| Do this |
Copy the items below verbatim, starting at the line that contains "Task: tag every instance of the lotus seed" and continuing through the last line of the items.

| Material supplied |

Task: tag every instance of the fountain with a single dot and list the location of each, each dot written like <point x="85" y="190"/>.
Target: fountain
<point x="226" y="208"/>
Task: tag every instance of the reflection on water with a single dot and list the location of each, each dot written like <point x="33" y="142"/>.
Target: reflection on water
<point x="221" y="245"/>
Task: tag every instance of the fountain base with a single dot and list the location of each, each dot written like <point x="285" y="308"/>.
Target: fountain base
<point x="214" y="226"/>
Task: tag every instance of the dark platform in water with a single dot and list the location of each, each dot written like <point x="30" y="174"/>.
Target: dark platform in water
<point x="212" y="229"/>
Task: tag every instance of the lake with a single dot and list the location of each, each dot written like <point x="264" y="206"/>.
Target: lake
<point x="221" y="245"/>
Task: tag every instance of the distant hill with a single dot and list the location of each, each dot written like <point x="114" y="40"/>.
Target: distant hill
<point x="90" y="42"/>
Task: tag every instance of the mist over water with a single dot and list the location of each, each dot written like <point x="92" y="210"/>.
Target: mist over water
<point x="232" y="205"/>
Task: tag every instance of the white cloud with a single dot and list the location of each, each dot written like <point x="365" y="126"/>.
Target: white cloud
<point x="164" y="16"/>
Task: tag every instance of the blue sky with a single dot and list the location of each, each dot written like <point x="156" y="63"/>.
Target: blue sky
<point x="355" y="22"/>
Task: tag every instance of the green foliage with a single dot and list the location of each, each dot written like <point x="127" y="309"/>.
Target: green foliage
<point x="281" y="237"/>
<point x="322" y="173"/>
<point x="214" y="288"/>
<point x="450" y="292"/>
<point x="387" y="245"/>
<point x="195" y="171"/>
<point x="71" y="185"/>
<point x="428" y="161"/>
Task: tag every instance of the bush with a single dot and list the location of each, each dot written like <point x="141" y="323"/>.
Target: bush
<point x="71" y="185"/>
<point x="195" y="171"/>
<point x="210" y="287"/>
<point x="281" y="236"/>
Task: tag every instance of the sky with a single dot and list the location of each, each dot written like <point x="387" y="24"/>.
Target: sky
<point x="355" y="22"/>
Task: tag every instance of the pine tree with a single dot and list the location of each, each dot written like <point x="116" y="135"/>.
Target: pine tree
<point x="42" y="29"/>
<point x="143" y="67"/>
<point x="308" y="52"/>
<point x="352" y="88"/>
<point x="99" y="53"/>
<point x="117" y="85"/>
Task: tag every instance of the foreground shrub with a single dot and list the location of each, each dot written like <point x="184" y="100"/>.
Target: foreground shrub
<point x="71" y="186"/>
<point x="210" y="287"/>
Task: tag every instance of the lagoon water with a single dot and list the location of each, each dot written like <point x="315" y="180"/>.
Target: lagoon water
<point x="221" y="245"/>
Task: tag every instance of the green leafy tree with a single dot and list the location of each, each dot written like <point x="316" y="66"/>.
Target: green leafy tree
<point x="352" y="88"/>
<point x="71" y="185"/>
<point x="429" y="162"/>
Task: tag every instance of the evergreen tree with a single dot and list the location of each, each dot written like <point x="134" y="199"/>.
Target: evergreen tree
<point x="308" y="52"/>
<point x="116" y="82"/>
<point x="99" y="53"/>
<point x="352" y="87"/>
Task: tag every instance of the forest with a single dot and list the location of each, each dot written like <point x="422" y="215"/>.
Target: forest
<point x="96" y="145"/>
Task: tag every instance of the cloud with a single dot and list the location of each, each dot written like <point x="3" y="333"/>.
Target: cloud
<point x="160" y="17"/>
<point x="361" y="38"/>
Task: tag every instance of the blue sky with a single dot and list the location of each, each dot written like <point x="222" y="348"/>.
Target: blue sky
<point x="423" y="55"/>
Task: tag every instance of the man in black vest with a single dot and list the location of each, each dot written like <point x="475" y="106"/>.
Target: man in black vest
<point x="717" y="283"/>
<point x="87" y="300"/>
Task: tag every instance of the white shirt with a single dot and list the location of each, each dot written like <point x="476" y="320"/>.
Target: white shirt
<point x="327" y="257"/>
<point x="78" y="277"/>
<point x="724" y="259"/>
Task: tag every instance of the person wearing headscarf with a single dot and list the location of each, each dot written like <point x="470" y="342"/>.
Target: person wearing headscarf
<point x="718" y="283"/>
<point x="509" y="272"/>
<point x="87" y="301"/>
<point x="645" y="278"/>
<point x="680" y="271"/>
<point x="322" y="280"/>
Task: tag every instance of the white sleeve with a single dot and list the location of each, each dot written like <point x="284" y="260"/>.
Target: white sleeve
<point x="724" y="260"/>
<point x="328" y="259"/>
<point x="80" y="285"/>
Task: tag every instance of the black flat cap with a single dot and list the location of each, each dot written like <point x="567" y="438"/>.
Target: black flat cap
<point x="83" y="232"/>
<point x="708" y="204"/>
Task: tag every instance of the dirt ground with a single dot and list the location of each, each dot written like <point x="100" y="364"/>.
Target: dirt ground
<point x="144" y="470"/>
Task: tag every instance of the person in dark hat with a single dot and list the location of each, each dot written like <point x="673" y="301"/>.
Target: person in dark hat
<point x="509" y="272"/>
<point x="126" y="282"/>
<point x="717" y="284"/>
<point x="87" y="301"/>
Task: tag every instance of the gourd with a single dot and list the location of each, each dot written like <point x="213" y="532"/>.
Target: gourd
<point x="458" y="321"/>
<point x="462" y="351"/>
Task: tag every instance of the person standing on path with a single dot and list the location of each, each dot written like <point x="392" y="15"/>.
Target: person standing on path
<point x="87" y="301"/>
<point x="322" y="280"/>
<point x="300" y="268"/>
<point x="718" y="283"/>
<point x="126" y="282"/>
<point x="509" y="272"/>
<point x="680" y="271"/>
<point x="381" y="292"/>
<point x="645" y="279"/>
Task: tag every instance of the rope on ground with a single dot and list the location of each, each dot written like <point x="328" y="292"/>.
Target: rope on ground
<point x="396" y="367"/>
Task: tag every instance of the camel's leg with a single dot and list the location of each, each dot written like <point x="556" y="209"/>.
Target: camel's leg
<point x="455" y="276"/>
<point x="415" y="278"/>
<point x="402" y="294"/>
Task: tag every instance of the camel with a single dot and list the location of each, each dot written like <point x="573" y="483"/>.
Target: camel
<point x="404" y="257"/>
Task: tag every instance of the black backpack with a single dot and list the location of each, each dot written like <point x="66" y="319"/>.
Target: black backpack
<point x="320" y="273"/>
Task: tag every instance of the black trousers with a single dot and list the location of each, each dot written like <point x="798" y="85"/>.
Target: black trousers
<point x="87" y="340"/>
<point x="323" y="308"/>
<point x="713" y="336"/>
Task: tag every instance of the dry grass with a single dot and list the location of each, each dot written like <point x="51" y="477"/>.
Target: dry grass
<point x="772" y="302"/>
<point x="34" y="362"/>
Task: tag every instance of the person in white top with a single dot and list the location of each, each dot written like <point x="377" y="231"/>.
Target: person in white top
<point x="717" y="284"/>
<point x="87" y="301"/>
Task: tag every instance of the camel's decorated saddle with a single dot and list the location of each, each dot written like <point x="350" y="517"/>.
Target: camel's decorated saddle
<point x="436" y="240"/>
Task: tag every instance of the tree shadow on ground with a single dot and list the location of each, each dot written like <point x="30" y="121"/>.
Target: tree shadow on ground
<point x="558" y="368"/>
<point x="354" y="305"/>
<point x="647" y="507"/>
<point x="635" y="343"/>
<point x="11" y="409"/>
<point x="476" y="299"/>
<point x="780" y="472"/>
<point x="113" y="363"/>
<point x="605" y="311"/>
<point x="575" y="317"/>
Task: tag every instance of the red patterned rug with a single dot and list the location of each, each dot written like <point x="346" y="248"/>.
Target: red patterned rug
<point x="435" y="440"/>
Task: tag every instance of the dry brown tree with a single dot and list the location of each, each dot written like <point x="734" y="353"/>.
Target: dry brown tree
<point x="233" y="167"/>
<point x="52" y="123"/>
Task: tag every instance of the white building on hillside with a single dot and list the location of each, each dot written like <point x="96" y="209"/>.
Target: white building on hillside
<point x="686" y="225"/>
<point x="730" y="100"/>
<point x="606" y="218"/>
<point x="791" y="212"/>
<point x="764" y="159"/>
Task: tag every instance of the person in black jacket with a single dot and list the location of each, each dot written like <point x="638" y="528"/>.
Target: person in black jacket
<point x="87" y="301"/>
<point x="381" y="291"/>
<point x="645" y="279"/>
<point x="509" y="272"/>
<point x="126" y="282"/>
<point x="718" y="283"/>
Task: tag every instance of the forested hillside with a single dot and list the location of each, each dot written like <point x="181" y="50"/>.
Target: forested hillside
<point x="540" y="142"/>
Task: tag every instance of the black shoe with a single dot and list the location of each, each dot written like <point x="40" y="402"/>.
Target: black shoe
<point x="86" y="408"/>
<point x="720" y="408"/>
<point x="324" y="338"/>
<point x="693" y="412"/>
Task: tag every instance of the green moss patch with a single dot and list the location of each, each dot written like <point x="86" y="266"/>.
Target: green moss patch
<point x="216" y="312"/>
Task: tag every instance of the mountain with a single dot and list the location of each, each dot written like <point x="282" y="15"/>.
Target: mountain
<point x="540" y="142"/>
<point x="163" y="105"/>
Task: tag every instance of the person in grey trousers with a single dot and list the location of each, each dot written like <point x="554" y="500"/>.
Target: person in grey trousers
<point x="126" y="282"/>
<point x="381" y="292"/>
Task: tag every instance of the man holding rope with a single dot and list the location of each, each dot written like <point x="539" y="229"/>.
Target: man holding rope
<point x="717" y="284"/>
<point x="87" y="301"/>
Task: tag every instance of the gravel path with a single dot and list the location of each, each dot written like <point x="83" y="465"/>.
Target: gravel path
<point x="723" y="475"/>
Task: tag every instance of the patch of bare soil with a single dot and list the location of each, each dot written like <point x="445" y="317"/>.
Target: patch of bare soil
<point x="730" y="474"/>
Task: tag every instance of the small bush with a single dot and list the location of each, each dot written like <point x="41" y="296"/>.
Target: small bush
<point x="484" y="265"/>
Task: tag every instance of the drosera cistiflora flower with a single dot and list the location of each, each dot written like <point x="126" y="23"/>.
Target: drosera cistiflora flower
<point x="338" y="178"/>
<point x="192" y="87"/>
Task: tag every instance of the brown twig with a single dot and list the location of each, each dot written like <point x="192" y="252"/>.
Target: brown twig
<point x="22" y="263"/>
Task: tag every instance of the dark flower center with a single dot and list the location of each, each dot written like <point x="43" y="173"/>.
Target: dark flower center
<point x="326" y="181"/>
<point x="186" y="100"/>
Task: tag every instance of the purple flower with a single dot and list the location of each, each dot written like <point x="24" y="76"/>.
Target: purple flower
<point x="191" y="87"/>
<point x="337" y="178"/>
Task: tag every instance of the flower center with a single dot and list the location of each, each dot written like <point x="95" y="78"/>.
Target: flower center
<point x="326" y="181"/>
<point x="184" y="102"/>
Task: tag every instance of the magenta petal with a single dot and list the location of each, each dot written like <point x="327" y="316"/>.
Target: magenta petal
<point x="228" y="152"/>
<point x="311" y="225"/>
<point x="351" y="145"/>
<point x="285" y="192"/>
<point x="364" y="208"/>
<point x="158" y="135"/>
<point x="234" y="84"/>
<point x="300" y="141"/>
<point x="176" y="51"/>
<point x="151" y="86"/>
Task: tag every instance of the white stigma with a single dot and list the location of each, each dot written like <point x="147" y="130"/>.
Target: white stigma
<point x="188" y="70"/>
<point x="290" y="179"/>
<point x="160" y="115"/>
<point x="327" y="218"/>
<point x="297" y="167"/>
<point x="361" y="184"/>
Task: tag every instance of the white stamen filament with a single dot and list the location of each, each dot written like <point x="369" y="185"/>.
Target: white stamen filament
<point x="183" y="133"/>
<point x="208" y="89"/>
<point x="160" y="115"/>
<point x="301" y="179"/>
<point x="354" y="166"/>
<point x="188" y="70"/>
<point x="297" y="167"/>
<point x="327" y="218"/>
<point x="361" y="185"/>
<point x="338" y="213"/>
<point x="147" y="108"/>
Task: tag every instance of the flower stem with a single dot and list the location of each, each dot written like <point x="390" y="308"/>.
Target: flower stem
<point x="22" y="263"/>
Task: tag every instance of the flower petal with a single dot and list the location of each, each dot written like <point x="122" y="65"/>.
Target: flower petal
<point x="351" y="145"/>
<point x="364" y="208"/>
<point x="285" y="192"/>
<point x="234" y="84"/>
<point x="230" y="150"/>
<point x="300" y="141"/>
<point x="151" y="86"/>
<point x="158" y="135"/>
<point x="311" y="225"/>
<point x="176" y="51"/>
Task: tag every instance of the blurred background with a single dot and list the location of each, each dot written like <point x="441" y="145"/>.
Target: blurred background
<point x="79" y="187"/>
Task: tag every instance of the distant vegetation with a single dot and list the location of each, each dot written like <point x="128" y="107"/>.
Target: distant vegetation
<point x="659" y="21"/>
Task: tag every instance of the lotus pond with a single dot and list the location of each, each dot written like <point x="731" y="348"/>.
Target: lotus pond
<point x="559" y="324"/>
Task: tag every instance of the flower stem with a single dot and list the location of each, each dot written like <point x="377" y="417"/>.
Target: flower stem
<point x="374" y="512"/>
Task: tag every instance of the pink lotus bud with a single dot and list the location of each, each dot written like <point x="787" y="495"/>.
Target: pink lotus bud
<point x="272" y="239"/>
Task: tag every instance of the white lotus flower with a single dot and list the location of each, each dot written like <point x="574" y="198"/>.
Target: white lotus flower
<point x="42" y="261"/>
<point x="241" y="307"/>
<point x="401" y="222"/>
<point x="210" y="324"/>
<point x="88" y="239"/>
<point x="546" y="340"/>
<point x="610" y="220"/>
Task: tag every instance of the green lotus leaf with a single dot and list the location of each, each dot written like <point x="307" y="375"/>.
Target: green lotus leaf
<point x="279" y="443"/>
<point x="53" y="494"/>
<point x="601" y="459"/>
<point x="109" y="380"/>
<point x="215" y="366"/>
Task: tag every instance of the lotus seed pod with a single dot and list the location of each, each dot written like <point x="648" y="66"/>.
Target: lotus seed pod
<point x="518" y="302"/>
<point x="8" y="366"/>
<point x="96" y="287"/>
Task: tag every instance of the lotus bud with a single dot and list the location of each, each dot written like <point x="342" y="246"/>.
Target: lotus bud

| The result |
Task: tag every instance of the lotus seed pod with a single dot and list the location of each, each dot written like <point x="648" y="66"/>.
Target: lotus seed pod
<point x="518" y="302"/>
<point x="8" y="366"/>
<point x="96" y="287"/>
Task: tag every instance of the lotus bud with a single dot and list the location of each, each dot written like <point x="342" y="246"/>.
Target: lotus bud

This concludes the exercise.